▶ _提供テキスト_

けたろーです。
だんだんと秋っぽい気候になってきましたよね。 先日、所用で久しぶりに北海道へ行ってきたんですけど、北海道から戻った後に初冠雪を記録したというのをニュースで知りました。 北海道の友だちに聞いたら、彼曰く、秋を通り越して冬がきたと。 だんだんと、季節が2面化してる気がしてます。
さて、今日の話題は… ボクの前職が半導体工場のSEだったということは、Biograpy などに書いてるんだけど、その当時の体験を交えて、日本とアメリカの違いについて感じることをお話ししたいと思います。
ちなみに、以前の仕事についてはこれで。
少し、おさらい…
少し、おさらいの意味をこめて。笑
高専を出て就職した先が半導体の前処理を行う工場でした。 前処理というのは、半導体ウェハの表面に回路を積層してつくるまでという意味で、業態としてウェハからチップの状態にカットする前の工程を受け持っているという会社でした。

▶ _作業要件_
1. 提供テキストのうち、「ちなみに、以前の仕事についてはこれで。」で始まり「持っているという会社でした。」で終わる部分を一字一句そのまま書き写してください。
2. 提供テキストに出てくる地名（国名と地域名）を、重複なくすべて挙げてください。
この作業にレコードは一切関係しません。

▶ _生データ_
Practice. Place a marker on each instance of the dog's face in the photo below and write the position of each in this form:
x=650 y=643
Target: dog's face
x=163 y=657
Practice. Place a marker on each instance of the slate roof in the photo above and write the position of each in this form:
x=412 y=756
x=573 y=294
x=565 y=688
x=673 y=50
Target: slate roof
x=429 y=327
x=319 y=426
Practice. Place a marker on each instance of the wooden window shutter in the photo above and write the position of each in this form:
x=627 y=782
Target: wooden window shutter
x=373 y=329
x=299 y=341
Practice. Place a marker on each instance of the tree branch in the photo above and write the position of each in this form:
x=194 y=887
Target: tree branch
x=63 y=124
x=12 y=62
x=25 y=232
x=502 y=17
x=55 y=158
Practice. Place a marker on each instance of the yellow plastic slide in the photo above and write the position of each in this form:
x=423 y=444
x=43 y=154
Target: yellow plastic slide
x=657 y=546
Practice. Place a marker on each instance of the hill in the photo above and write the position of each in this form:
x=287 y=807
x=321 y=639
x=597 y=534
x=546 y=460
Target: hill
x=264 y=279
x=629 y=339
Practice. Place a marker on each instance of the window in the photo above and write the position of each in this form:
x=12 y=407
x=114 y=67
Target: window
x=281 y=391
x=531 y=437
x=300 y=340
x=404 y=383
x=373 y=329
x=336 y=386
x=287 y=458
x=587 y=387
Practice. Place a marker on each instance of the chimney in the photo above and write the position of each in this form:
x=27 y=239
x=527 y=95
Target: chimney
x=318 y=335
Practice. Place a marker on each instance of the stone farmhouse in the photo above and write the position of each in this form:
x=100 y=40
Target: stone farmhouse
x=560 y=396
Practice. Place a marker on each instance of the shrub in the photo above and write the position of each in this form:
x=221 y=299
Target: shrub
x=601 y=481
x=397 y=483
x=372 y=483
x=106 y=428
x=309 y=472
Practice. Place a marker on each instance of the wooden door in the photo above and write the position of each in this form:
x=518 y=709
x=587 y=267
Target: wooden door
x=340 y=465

▶ _順番どおりの出力_
1.
ちなみに、以前の仕事についてはこれで。
少し、おさらい…
少し、おさらいの意味をこめて。笑
高専を出て就職した先が半導体の前処理を行う工場でした。 前処理というのは、半導体ウェハの表面に回路を積層してつくるまでという意味で、業態としてウェハからチップの状態にカットする前の工程を受け持っているという会社でした。

2. 北海道、日本、アメリカ